◆ **TO DO**:
Pull out each line of the records holding the string "church".

━━ INPUT DATA ━━

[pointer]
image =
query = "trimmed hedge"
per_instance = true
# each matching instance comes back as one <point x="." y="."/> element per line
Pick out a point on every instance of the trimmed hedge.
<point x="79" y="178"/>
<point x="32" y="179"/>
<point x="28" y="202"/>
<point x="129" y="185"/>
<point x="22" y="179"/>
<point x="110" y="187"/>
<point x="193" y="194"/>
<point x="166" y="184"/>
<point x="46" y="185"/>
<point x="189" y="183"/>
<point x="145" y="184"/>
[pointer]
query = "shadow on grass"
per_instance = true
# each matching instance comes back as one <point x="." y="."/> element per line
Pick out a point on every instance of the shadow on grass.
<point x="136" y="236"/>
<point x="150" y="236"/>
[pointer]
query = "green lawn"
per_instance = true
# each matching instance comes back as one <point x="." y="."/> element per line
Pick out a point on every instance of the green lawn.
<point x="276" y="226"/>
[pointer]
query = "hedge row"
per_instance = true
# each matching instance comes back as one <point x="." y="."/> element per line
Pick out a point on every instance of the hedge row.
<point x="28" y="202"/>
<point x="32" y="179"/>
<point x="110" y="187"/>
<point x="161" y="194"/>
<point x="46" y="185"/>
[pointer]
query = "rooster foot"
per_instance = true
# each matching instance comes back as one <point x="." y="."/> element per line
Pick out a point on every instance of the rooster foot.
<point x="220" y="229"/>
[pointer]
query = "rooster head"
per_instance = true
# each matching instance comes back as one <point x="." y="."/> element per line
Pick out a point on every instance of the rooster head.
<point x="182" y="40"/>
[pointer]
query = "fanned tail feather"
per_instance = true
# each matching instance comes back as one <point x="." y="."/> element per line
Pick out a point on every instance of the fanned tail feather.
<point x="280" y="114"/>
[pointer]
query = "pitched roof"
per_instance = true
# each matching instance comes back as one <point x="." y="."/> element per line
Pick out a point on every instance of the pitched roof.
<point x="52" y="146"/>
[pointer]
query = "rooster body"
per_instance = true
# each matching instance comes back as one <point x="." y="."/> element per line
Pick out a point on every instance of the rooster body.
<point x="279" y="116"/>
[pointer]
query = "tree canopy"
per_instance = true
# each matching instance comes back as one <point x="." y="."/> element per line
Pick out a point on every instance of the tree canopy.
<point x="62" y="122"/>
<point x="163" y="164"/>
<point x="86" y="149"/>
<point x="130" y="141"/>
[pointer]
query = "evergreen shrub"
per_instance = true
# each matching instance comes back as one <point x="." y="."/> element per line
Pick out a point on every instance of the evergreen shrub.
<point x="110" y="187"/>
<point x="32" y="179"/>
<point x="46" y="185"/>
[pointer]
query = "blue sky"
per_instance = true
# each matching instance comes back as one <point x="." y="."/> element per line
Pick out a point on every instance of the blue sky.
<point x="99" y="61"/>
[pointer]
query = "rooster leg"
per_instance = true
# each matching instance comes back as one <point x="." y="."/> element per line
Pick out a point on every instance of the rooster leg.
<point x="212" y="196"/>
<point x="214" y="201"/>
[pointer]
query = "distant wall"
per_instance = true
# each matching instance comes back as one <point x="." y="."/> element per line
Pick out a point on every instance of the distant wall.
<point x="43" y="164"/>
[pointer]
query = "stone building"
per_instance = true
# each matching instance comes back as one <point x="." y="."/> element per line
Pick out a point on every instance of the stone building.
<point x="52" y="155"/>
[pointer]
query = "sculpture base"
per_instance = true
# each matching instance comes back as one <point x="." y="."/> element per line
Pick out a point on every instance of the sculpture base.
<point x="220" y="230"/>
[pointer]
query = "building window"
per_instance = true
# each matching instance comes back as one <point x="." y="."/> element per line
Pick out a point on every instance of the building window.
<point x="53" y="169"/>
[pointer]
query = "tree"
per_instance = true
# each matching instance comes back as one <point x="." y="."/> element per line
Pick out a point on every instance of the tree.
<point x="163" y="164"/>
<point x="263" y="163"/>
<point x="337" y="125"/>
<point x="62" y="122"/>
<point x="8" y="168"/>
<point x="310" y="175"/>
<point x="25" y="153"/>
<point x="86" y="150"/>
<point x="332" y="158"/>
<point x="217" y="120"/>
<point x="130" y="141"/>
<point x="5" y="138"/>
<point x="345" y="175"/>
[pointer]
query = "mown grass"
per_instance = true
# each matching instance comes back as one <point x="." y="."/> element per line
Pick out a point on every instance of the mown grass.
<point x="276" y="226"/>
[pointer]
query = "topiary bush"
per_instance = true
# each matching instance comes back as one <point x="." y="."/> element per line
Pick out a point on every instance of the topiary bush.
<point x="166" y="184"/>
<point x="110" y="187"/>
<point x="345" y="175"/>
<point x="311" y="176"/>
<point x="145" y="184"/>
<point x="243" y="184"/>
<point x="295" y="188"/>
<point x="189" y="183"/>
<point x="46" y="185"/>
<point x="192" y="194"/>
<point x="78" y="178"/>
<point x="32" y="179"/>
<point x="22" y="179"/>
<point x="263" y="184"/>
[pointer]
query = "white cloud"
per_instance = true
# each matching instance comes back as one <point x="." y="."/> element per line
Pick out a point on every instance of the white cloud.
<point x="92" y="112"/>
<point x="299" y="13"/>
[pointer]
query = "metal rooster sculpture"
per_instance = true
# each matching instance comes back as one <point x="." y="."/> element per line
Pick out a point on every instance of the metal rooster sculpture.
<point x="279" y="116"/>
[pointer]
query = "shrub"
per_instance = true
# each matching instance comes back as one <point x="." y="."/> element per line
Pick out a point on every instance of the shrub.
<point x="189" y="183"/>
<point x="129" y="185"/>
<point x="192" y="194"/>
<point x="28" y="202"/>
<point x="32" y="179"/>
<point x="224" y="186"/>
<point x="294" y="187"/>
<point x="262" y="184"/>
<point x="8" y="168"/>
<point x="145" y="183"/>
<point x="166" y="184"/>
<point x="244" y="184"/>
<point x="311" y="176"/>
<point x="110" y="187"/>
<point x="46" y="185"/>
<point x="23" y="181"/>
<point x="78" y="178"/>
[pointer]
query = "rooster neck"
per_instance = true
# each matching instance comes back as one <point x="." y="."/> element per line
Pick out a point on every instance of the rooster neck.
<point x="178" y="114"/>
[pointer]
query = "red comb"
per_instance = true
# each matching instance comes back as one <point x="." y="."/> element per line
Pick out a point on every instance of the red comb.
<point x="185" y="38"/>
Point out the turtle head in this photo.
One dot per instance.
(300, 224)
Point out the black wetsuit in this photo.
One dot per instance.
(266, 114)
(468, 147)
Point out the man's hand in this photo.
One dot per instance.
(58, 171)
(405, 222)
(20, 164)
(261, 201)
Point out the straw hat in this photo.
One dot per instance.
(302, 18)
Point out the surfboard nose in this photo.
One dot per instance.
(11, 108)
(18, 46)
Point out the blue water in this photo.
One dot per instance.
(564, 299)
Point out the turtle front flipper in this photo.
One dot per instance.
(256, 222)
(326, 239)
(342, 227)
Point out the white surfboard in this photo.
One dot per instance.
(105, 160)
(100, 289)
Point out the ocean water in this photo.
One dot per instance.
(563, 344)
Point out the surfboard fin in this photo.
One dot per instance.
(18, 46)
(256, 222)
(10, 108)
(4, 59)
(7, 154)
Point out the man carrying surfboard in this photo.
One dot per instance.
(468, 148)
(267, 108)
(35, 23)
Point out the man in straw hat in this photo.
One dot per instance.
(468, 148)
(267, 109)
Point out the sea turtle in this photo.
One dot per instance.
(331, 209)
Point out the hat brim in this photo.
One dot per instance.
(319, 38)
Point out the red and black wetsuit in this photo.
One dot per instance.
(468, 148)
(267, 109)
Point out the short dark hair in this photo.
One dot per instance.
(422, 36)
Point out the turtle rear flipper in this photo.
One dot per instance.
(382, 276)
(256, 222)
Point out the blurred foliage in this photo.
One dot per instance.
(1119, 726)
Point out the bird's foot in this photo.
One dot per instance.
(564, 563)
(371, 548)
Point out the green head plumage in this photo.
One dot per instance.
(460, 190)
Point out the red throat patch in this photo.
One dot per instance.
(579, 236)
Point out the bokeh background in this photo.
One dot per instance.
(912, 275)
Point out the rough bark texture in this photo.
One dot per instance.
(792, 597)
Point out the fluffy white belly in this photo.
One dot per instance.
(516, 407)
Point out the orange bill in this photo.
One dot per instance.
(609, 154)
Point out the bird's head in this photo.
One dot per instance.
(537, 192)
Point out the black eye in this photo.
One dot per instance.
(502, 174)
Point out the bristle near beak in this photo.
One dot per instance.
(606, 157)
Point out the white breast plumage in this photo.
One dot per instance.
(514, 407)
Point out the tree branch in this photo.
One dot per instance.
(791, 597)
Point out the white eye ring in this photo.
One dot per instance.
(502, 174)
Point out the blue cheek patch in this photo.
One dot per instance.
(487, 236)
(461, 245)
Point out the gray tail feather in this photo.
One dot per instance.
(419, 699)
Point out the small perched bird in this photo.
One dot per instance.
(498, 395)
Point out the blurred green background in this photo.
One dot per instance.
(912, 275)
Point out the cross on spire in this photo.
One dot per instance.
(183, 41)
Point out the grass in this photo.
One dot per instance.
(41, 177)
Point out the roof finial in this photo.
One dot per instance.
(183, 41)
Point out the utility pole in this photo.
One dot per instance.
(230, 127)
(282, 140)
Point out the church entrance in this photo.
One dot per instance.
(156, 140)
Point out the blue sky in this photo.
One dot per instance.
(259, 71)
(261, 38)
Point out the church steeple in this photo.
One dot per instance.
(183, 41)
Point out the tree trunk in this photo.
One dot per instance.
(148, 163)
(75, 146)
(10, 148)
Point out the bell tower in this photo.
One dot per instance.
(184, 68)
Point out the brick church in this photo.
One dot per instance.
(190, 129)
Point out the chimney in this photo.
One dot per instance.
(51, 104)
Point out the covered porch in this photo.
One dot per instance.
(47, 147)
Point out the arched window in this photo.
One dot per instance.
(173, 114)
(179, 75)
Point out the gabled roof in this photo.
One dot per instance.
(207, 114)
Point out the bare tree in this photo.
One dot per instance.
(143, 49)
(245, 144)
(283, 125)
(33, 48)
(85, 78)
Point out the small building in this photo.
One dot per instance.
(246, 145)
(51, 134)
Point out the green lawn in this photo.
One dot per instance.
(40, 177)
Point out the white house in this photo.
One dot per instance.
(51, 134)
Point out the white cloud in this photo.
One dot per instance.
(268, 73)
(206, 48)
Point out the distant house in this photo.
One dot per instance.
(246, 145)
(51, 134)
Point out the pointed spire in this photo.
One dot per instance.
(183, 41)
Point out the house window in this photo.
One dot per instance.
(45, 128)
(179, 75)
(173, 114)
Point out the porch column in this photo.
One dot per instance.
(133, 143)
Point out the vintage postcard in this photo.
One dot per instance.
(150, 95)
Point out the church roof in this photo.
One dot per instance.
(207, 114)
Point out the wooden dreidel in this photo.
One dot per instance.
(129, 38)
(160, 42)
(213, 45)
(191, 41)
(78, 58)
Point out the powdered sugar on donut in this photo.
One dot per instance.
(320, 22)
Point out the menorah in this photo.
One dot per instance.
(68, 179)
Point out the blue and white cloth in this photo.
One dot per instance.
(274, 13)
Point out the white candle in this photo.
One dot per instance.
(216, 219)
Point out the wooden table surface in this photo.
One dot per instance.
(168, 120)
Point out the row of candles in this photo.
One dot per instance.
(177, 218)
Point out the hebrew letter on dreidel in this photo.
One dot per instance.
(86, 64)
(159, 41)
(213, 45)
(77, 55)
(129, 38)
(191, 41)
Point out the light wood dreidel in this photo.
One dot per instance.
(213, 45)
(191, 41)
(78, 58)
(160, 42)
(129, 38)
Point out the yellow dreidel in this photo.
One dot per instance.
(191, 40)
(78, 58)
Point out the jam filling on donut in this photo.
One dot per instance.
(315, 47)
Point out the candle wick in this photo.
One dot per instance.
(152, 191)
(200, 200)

━━━

◆ **WRITTEN RESPONSE**:
Point out the church entrance in this photo.
Point out the church steeple in this photo.
Point out the brick church in this photo.
Point out the church roof in this photo.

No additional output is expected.